Some records
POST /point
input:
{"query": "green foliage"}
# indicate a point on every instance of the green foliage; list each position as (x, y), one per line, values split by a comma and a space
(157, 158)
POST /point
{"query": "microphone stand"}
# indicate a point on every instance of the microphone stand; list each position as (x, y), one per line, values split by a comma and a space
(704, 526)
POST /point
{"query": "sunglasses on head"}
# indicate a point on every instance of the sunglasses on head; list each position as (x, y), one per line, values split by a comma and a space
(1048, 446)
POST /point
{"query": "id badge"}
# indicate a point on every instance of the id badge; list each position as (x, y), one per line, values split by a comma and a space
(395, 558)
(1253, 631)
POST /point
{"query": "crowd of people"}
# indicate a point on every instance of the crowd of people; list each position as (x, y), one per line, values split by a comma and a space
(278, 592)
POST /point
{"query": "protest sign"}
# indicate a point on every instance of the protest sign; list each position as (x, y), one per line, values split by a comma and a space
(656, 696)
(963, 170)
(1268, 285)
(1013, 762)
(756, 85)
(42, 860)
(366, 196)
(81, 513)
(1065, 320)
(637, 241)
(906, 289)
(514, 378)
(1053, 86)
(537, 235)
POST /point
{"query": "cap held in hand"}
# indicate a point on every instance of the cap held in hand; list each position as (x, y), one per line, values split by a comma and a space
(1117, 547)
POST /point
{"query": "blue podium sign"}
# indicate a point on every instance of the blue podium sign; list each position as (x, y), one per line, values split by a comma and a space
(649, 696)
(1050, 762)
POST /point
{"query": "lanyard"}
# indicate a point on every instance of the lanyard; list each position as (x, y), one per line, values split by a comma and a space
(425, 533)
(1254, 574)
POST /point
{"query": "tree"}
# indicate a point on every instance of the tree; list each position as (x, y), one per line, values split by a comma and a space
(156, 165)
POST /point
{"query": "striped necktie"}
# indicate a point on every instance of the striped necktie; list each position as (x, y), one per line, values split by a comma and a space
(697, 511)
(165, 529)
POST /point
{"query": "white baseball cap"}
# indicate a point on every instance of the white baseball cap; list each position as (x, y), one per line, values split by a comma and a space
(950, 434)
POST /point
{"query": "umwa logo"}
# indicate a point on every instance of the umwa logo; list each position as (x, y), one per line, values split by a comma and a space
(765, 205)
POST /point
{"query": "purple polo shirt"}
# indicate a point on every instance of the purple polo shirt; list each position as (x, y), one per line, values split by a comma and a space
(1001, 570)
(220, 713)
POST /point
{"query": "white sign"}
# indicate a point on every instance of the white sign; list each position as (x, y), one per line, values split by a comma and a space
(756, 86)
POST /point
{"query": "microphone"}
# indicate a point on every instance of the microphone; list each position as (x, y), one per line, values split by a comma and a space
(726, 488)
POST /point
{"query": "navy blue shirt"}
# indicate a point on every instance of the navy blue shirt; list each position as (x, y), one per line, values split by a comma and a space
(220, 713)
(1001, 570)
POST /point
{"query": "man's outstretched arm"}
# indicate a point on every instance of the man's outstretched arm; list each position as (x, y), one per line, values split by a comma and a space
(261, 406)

# [TASK PROMPT]
Rewrite the records above, substituting "mark a point on" for every occurrence of "indicate a point on" and leaving everything else unchanged.

# [SOLUTION TO THIS PROBLEM]
POST /point
input:
{"query": "green foliage"}
# mark a point on every instance of the green foliage; list each position as (x, y), one per line, values split by a comma and a space
(157, 158)
POST /point
{"query": "microphone stand"}
# mark a point on every instance of the microphone stand; list each position as (x, y), one per line, values split by a comma and a space
(704, 526)
POST /point
{"query": "sunglasses on head"}
# mark a point on every instance of the sunglasses on head; list each position as (x, y), one per line, values split by a comma and a space
(1048, 446)
POST /point
{"query": "id badge"}
# mark a point on every instance of the id badge; list each position as (x, y), one per line, values split by a comma and a space
(395, 558)
(1253, 631)
POST /point
{"query": "crowd of people"}
# mark a point on every instance of the crowd of people; list each position as (x, y), one per line, values split by a comma and a space
(278, 592)
POST /point
{"query": "protest sign"}
# mark a point on every instance of the protest sign; list each position as (x, y), one per line, values split by a comma and a space
(656, 696)
(963, 170)
(1268, 285)
(1013, 762)
(756, 85)
(42, 860)
(366, 196)
(81, 513)
(1065, 320)
(637, 241)
(906, 289)
(514, 378)
(1053, 86)
(537, 235)
POST /point
{"query": "cap held in hand"}
# mark a point on every instance of the cap held in hand; list each position as (x, y), one per line, values split by a comma and a space
(1117, 547)
POST /point
{"query": "blue podium sign"}
# mark a point on every instance of the blue podium sign; list each position as (x, y), one per line, values split by a comma and a space
(649, 696)
(1050, 762)
POST /point
{"query": "lanyard"}
# mark a point on every instance of the lanyard; list each position as (x, y), one per line, values split by a comma and a space
(425, 533)
(1254, 574)
POST /point
{"query": "tree"}
# mark a point on every instance of the tree; list each position as (x, y), one per line, values split by a comma and a space
(156, 165)
POST /point
{"query": "striped necktie"}
# mark a point on every instance of the striped necktie; list each position as (x, y), one per line, values split by a comma and a space
(697, 511)
(165, 529)
POST /point
{"query": "white baseball cap"}
# mark a point on every instance of the white baseball cap; list each position as (x, y), one per line, values split by a comma and a space
(950, 434)
POST /point
{"query": "umwa logo"}
# mark a point on every instance of the umwa logo; list each position as (x, y), one per line, values split by a comma and a space
(765, 205)
POST /point
{"query": "purple polo shirt"}
# mark a point on every instance of the purple polo shirt; list each position as (x, y), one per line, values split by a comma and a space
(1001, 570)
(220, 713)
POST /point
{"query": "white sign"}
# mark a point on every instance of the white sign; list each position as (x, y), one per line, values split by a comma and a space
(756, 86)
POST /point
{"query": "microphone"}
# mark a point on every instance of the microphone; list each position as (x, y), one per line, values split by a comma and a space
(726, 488)
POST /point
{"query": "navy blue shirt"}
# mark a point on every instance of the navy blue shirt; list each position as (x, y), one per line, values split by a comma and a space
(220, 713)
(1001, 570)
POST /point
{"query": "man's outstretched arm"}
# mark a point on every instance of the man's outstretched arm; list each position as (x, y), one per line, values split by a comma and a space
(261, 406)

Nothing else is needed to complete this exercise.